*** Opening of DATA PROVIDED ***
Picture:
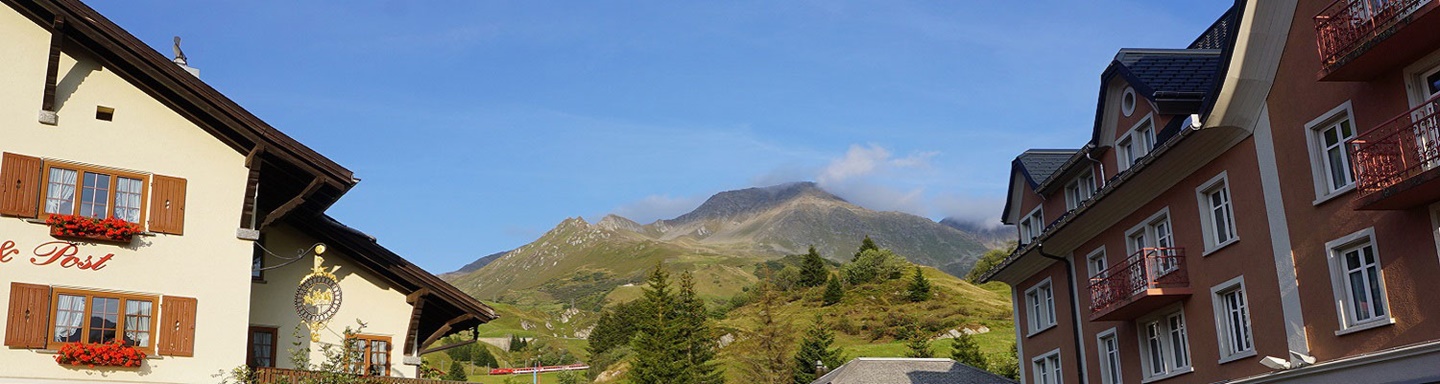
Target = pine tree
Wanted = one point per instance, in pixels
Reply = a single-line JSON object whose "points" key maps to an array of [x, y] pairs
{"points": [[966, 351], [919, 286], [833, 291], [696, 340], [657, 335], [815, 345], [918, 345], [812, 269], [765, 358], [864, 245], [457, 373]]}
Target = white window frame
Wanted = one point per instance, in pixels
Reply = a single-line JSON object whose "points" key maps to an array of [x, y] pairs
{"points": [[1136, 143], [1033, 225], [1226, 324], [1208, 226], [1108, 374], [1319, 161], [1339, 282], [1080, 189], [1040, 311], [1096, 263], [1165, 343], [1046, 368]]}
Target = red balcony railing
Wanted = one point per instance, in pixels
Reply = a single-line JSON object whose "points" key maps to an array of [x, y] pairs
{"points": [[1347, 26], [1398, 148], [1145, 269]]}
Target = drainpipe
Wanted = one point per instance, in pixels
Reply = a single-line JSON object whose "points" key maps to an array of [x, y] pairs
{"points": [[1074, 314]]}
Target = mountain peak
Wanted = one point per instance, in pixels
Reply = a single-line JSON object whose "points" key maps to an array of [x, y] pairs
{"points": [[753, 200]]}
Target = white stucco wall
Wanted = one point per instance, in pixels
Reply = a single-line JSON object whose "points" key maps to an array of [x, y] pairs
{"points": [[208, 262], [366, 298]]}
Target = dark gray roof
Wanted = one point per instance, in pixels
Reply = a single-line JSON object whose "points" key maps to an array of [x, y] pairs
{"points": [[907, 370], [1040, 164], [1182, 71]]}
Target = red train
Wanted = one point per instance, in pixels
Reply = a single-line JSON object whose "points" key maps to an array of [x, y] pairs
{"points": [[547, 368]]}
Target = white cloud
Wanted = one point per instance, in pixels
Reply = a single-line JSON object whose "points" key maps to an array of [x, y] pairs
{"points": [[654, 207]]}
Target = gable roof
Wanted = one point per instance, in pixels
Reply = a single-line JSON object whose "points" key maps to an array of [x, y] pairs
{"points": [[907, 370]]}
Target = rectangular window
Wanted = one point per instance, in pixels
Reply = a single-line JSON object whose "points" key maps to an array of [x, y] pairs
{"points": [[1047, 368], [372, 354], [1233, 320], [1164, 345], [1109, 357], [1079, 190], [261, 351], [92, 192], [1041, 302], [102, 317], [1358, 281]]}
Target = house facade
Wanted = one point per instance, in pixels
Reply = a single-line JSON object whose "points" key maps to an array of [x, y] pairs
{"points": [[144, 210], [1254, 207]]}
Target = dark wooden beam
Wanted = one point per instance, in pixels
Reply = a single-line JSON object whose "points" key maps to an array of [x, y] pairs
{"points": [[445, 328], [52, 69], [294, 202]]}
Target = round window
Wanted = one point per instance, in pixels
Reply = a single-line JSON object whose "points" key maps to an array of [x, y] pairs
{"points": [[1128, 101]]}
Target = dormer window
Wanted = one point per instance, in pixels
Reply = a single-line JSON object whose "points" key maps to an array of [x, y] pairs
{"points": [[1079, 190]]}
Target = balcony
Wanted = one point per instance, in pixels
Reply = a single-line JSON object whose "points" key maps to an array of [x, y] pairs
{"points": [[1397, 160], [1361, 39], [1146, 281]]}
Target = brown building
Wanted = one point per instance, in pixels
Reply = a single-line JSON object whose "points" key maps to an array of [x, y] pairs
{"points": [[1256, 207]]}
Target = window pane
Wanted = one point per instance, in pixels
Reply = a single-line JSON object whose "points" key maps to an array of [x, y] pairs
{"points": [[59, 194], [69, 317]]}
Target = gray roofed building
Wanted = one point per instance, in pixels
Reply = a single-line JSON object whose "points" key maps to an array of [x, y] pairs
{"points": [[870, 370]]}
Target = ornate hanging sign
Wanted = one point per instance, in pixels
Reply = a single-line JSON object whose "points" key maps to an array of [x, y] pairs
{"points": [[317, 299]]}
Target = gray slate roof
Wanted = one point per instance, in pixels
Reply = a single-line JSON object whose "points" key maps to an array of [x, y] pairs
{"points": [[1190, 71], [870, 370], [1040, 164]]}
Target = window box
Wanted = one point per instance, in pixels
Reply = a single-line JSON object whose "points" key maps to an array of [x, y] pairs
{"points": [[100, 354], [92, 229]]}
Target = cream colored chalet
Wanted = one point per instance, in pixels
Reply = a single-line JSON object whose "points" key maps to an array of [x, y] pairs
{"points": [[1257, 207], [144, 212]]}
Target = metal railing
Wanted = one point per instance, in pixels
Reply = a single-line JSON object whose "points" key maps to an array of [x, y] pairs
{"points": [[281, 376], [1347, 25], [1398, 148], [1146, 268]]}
*** Close of DATA PROVIDED ***
AIM OF THE TASK: Take the lines above from the one containing "Target = mountain peak" down to the one containing "Target = house facade", and transcribe them exactly, both ends included.

WRITTEN ANSWER:
Target = mountain peak
Wanted = one point per instance, in pixels
Reply = a single-line JSON object whose "points" key maps to an array of [x, y] pairs
{"points": [[753, 200]]}
Target = white stucco wall
Wanted = one point per instance, in pixels
Reply = a single-line JSON object whose "points" key maps to an array of [x, y] pairs
{"points": [[208, 262], [366, 298]]}
Target = dark gray roof
Wanted = one point per instance, in pixels
Reply = a single-line JSON object whose "points" key maps to an array of [x, y] pairs
{"points": [[907, 370], [1040, 164], [1182, 71]]}
Target = red train
Wanted = one point per instance, in pixels
Reply = a single-line JSON object whose "points" key maps to an array of [x, y] pairs
{"points": [[547, 368]]}
Target = white cloud
Wanted = one point per instance, in pixels
Reply = a single-line JSON object whose "points" key maps to an array of [x, y] pairs
{"points": [[654, 207]]}
Target = gable roof
Wanted = one point per instance, in pixels
Reply = a single-line JSON object whose "points" key maps to an array of [x, y] pairs
{"points": [[907, 370]]}
Target = rectangular window
Wanted = one point per instance, in pixels
Reply = a single-line JSON object whose "points" key maps to an array of [x, y] pairs
{"points": [[1047, 368], [372, 354], [1233, 320], [1164, 345], [1109, 357], [1079, 190], [261, 351], [92, 192], [1041, 302], [102, 317], [1358, 281]]}
Target = house facade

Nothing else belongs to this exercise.